— PROBLEM TO WORK ON —
State how many lines of the records contain the string "pair". Give the number alone.

— EXERCISE DATA —

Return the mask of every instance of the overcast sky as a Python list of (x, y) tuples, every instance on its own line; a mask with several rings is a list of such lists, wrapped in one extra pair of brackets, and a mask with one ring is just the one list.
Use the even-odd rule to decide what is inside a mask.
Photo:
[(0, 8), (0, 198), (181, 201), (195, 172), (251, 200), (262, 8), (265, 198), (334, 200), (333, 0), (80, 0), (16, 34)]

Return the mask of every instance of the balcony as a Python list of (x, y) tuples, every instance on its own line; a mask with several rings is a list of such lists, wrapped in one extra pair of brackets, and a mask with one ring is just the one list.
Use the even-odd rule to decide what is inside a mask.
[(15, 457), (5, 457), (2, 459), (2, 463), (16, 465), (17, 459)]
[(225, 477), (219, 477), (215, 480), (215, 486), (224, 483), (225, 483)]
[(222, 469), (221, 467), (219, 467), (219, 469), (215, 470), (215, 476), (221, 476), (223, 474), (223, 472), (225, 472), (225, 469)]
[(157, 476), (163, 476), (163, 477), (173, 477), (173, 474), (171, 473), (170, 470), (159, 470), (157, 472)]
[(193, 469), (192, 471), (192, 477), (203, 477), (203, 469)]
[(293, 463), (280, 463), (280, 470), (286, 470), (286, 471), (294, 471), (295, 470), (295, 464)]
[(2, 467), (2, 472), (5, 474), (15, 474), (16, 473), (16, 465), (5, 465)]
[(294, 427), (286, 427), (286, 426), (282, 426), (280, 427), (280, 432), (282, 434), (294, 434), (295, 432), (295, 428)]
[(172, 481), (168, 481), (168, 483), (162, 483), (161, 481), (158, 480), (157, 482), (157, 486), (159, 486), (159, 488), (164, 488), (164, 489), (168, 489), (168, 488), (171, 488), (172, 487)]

— REPLY TO THE TASK —
2